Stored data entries
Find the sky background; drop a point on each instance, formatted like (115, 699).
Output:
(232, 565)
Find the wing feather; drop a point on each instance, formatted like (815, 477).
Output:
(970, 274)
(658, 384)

__Exercise prompt__
Pick out and copy the lines of the entries that hold the string "each".

__Exercise response__
Find the sky background; drop a point on each instance, formatted like (115, 699).
Find the wing feather; drop a point on each instance, formatted like (815, 477).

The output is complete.